─── Selection

Tuesday, March 29, 2011


201-03-29 "Taking the fight into the Capitol" by Melody Fitzgerald
SACRAMENTO, Calif.--When California community college students converged on the Capitol building here on March 14 to demonstrate in defense of funding for public education, most eagerly rallied behind messages like "Tax the rich, not the poor" and "Save our schools," but the primary message delivered by event organizers left many students wondering about the purpose of the rally.
The demonstration was organized by the California State Student Association (CSSA) and the Student Senate for California Community Colleges (SSCCC), and they deserve credit for busing in more 5,000 students from far-flung corners of this sprawling state.
But instead of taking a stand against Gov. Jerry Brown's proposed 2011-12 state budget, which would cut at least $1.4 billion from California's public higher education system, the CSSA and SSCCC advocated support for Gov. Brown's budget plans and reserved their criticism only for the minority Republican faction in the state legislature.
The CSSA and SSCCC raised the slogan "Let us vote!" in support of Gov. Brown's proposal for a referendum to extend temporary personal income, sales and vehicle-licensing tax increases on a June special election ballot, an effort which Republicans in the state legislature are attempting to block.

──────

▸ **Exercise**:
Update the article's passage that opens with the words "The demonstration was" and closes with "attempting to block.", replacing "legislature" with "assembly" throughout.

─── Provided data

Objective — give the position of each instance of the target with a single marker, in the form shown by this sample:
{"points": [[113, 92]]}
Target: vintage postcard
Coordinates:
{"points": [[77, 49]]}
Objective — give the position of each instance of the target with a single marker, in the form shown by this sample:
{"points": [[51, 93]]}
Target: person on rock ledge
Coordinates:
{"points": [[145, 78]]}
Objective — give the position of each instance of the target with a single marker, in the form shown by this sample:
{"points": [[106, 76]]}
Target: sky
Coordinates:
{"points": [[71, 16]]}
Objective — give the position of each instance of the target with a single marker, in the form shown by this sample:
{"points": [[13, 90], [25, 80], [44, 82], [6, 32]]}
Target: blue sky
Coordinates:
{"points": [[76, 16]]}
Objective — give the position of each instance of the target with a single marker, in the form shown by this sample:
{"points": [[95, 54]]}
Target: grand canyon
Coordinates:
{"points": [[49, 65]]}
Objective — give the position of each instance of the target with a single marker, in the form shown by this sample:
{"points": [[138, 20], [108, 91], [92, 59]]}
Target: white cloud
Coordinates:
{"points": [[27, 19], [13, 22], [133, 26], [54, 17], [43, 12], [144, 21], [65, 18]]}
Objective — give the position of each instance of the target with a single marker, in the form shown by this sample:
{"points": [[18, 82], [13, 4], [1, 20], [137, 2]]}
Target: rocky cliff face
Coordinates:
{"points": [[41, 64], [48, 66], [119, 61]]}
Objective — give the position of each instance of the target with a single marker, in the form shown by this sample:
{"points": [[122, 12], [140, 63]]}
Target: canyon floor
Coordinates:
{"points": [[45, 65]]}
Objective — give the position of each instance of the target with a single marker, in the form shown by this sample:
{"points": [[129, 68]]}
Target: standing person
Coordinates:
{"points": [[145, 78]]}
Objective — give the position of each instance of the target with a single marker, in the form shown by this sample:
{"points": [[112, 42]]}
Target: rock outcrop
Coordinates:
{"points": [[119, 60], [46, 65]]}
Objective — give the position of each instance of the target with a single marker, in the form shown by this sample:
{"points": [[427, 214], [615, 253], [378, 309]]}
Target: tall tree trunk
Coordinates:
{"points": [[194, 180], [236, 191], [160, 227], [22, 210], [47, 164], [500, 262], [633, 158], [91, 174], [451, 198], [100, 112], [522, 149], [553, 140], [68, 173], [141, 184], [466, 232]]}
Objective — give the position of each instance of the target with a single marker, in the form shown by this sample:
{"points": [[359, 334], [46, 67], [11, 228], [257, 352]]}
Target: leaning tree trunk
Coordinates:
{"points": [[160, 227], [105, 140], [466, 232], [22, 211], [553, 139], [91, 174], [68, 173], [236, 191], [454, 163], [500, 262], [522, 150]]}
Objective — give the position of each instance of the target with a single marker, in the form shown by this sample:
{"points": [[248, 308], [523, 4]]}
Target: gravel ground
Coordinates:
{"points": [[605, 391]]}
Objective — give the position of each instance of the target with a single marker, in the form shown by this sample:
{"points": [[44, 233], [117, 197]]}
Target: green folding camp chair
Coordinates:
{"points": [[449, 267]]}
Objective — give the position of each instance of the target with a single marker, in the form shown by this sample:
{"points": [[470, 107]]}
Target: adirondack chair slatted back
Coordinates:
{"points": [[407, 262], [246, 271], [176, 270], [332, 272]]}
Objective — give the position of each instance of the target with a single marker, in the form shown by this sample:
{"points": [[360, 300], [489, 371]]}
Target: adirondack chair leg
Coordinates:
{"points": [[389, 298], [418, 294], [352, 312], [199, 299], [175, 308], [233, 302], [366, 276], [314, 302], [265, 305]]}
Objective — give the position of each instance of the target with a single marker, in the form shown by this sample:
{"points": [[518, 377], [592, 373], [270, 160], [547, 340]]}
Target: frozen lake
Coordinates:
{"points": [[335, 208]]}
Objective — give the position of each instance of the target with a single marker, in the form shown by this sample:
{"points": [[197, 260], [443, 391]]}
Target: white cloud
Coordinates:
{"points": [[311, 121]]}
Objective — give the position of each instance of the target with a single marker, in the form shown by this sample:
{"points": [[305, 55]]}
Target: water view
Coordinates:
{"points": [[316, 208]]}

──────

▸ **Problem solution**:
The demonstration was organized by the California State Student Association (CSSA) and the Student Senate for California Community Colleges (SSCCC), and they deserve credit for busing in more 5,000 students from far-flung corners of this sprawling state.
But instead of taking a stand against Gov. Jerry Brown's proposed 2011-12 state budget, which would cut at least $1.4 billion from California's public higher education system, the CSSA and SSCCC advocated support for Gov. Brown's budget plans and reserved their criticism only for the minority Republican faction in the state assembly.
The CSSA and SSCCC raised the slogan "Let us vote!" in support of Gov. Brown's proposal for a referendum to extend temporary personal income, sales and vehicle-licensing tax increases on a June special election ballot, an effort which Republicans in the state assembly are attempting to block.